▸ WHAT IS NEEDED
Nothing outside the range is wanted. Repeat exactly the lines below from the one with "positive clicks: (531, 211)" through the one with "167L529 227H533L536 202L528".

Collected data
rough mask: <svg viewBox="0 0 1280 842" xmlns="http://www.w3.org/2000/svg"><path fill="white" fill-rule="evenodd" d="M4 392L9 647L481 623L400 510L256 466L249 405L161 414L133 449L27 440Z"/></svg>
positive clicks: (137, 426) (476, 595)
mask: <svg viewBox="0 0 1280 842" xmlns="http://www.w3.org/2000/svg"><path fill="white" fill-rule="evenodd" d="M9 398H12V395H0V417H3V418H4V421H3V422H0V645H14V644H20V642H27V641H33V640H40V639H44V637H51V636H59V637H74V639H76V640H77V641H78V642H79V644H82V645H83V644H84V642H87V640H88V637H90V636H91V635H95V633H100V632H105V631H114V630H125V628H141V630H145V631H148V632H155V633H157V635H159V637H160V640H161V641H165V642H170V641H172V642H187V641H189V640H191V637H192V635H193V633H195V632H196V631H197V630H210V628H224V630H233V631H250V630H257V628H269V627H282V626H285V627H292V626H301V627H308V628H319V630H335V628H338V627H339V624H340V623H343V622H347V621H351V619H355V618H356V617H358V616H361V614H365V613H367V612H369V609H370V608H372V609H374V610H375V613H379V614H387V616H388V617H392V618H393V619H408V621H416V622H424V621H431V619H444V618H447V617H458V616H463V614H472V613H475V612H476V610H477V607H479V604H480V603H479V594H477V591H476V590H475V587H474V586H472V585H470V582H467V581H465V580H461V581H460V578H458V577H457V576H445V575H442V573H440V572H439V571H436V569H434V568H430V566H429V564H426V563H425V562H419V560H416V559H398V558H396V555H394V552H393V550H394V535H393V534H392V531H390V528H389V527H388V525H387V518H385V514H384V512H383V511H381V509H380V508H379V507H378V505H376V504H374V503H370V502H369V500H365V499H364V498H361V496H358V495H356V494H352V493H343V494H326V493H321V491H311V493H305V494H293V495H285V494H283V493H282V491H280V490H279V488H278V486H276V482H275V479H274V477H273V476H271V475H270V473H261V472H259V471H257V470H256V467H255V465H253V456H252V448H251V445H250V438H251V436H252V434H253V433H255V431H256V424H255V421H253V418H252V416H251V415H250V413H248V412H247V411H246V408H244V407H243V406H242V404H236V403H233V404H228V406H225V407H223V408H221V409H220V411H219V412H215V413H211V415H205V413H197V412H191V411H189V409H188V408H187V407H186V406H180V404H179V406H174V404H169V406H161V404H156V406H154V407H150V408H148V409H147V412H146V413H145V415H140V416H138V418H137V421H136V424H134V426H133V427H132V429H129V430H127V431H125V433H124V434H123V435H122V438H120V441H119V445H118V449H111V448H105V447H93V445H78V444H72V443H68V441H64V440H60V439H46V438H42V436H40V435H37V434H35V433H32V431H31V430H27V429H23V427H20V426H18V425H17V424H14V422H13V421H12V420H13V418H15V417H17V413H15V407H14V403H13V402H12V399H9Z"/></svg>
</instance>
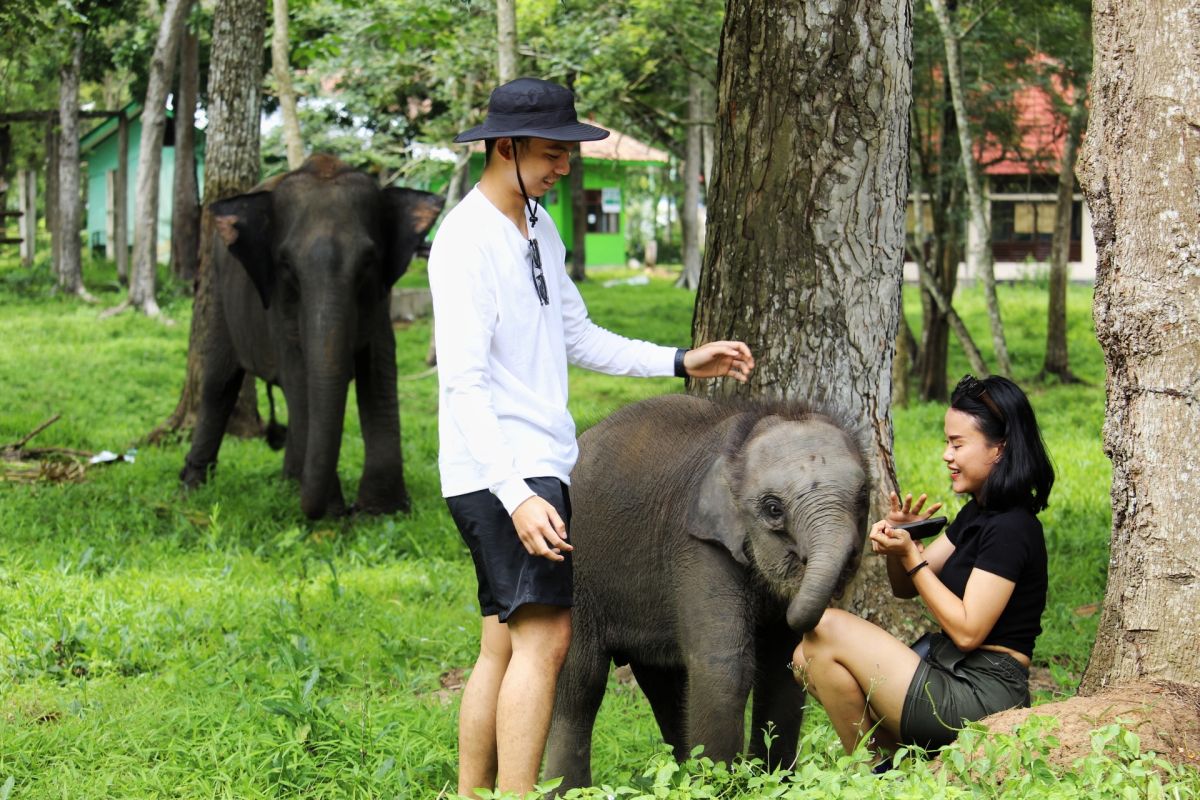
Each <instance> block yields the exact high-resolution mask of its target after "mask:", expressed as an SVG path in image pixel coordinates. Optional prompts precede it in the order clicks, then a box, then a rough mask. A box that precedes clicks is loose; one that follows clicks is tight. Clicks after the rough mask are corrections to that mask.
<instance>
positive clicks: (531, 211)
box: [512, 140, 538, 230]
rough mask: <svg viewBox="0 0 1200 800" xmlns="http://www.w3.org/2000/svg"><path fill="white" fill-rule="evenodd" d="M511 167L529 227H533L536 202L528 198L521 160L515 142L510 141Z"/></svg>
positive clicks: (535, 211)
mask: <svg viewBox="0 0 1200 800" xmlns="http://www.w3.org/2000/svg"><path fill="white" fill-rule="evenodd" d="M512 168H514V169H516V170H517V186H520V187H521V197H522V199H523V200H524V206H526V213H527V215H528V217H529V228H530V230H532V229H533V227H534V225H536V224H538V204H536V203H534V201H533V200H530V199H529V193H528V192H526V188H524V181H523V180H521V160H520V157H518V156H517V143H516V142H515V140H514V142H512Z"/></svg>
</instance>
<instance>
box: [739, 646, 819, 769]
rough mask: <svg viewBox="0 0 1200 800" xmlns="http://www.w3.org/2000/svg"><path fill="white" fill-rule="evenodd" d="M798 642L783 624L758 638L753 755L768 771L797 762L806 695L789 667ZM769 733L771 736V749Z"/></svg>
mask: <svg viewBox="0 0 1200 800" xmlns="http://www.w3.org/2000/svg"><path fill="white" fill-rule="evenodd" d="M798 640H799V637H798V636H797V634H796V633H794V632H793V631H792V630H791V628H790V627H787V625H782V624H781V625H776V626H773V627H769V628H766V630H763V631H760V632H758V636H757V669H756V670H755V681H754V711H752V715H751V720H752V721H751V726H750V754H751V756H752V757H755V758H761V759H762V760H763V763H766V764H767V765H768V769H775V768H776V766H791V765H792V763H793V762H794V760H796V745H797V741H798V740H799V736H800V723H802V722H803V721H804V702H805V699H806V694H805V692H804V690H803V688H802V687H800V685H799V684H797V682H796V679H794V676H793V674H792V670H791V669H788V668H787V663H788V662H790V661H791V658H792V652H793V651H794V650H796V644H797V643H798ZM768 730H769V732H770V734H772V739H770V745H769V746H768V745H767V741H766V732H768Z"/></svg>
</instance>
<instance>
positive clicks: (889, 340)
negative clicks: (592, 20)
mask: <svg viewBox="0 0 1200 800" xmlns="http://www.w3.org/2000/svg"><path fill="white" fill-rule="evenodd" d="M826 8H828V6H822V5H820V4H817V2H814V1H811V0H809V1H804V0H786V1H780V2H775V4H770V7H769V8H767V7H764V4H760V2H755V1H754V0H730V2H728V5H727V8H726V16H725V24H724V29H722V34H721V55H720V84H719V88H718V114H716V119H718V131H716V140H718V146H716V157H718V161H716V164H715V166H714V174H713V186H712V192H710V194H709V224H708V246H707V248H706V253H704V259H706V261H704V269H703V271H702V273H701V279H700V289H698V291H697V294H696V312H695V319H694V323H692V338H694V341H695V342H704V341H712V339H730V338H736V339H743V341H745V342H746V343H748V344H749V345H750V348H751V350H752V351H754V353H755V355H756V359H757V362H758V367H757V368H756V369H755V372H754V374H752V375H751V379H750V383H749V385H746V386H742V385H740V384H734V383H733V381H719V383H718V381H700V383H694V384H692V385H691V390H692V391H695V392H700V393H707V395H715V393H718V392H722V391H733V392H738V393H750V395H755V396H785V397H799V398H806V399H811V401H814V402H816V403H817V404H821V405H828V407H830V408H836V409H840V410H842V411H847V413H848V414H850V415H851V417H853V419H859V420H863V421H864V422H865V423H866V425H868V426H869V432H870V438H871V441H872V444H874V447H872V450H874V453H872V455H874V464H872V470H871V471H872V473H874V475H875V481H876V486H877V487H878V489H881V491H882V492H887V491H889V489H893V488H896V483H895V467H894V463H893V459H892V417H890V408H892V357H893V351H892V350H893V347H894V344H895V337H896V324H898V319H899V309H900V281H901V272H902V266H904V241H905V237H904V236H905V231H904V215H905V197H906V194H907V157H908V104H910V102H911V66H912V64H911V44H912V29H911V25H912V18H911V13H910V6H908V2H907V0H881V1H868V0H858V1H853V0H851V1H848V2H845V4H838V5H835V6H834V11H833V12H829V11H827V10H826ZM846 31H854V34H853V35H847V34H846ZM781 152H784V154H787V157H786V158H780V157H779V154H781ZM882 497H883V494H882V493H881V492H877V493H876V497H875V498H872V507H874V510H875V511H878V510H880V507H881V504H882ZM866 561H868V564H865V565H864V569H863V570H862V571H860V572H859V576H858V577H857V578H856V579H854V582H853V583H852V585H851V588H850V589H848V590H847V595H846V599H845V601H844V602H845V604H846V606H847V607H850V608H853V609H854V610H856V612H859V613H863V614H865V615H868V616H870V618H872V619H875V620H877V621H880V622H881V624H883V625H886V626H887V627H890V628H896V627H901V628H902V627H904V626H905V625H906V620H907V619H908V618H911V615H912V612H913V606H911V604H906V603H893V602H888V603H881V602H878V597H880V596H882V595H881V593H882V591H883V587H884V585H886V583H884V582H886V576H884V572H883V569H882V564H880V561H881V559H866Z"/></svg>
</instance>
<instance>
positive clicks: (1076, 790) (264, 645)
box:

▸ WRITTEN SOLUTION
positive clicks: (531, 211)
box: [512, 140, 538, 230]
rough mask: <svg viewBox="0 0 1200 800" xmlns="http://www.w3.org/2000/svg"><path fill="white" fill-rule="evenodd" d="M511 167L529 227H533L536 202L528 198L521 160L515 142L510 141Z"/></svg>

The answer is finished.